— DATA UNDER STUDY —
────────────────────

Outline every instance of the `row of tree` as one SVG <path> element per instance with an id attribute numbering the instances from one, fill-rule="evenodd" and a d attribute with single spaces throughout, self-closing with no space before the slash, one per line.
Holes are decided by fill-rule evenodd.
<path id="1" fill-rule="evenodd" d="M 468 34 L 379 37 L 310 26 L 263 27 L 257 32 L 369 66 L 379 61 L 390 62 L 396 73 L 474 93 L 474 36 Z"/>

────────────────────

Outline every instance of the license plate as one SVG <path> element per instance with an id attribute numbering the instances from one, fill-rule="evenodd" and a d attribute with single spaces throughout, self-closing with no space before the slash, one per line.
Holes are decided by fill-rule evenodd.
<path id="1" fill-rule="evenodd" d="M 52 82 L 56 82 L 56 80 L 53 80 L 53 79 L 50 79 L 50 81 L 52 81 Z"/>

────────────────────

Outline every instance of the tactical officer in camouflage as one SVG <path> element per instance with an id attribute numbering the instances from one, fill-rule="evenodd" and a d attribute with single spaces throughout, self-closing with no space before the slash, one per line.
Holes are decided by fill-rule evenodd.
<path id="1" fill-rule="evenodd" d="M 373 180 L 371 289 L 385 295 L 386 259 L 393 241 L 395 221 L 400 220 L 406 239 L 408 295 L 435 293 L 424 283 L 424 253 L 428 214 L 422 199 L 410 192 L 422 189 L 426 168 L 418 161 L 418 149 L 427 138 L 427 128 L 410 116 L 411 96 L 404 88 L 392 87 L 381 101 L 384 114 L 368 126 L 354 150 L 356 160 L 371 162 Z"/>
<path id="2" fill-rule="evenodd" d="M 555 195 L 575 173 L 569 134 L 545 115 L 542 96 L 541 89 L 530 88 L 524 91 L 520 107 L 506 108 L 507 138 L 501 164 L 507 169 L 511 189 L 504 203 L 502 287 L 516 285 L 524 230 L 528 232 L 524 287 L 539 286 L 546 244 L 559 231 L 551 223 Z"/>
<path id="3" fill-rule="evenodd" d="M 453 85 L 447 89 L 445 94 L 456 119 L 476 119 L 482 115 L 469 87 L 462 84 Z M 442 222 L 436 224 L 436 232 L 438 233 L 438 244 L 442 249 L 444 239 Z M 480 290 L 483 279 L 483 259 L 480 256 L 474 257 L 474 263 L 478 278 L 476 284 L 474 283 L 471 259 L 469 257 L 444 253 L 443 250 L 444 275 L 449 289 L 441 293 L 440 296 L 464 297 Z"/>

────────────────────

— PROBLEM DETAILS —
In the listing above, find each line with the word "self" and return it.

— YOUR SOLUTION —
Outline every instance of the `row of tree` as one SVG <path> element per instance with an id attribute numbering the instances from one, fill-rule="evenodd" and a d attribute with single spaces throughout, self-closing with no space before the slash, one per line.
Outline every instance of the license plate as one SVG <path> element per instance with an id attribute numbering the instances from one, fill-rule="evenodd" and a d attribute with single spaces throughout, self-closing with no space before the slash, one per line.
Outline every instance of the tactical officer in camouflage as one SVG <path> element per instance with an id attribute numbering the instances from one, fill-rule="evenodd" and a d attribute with single spaces throughout, self-closing with no space before the slash, one per line.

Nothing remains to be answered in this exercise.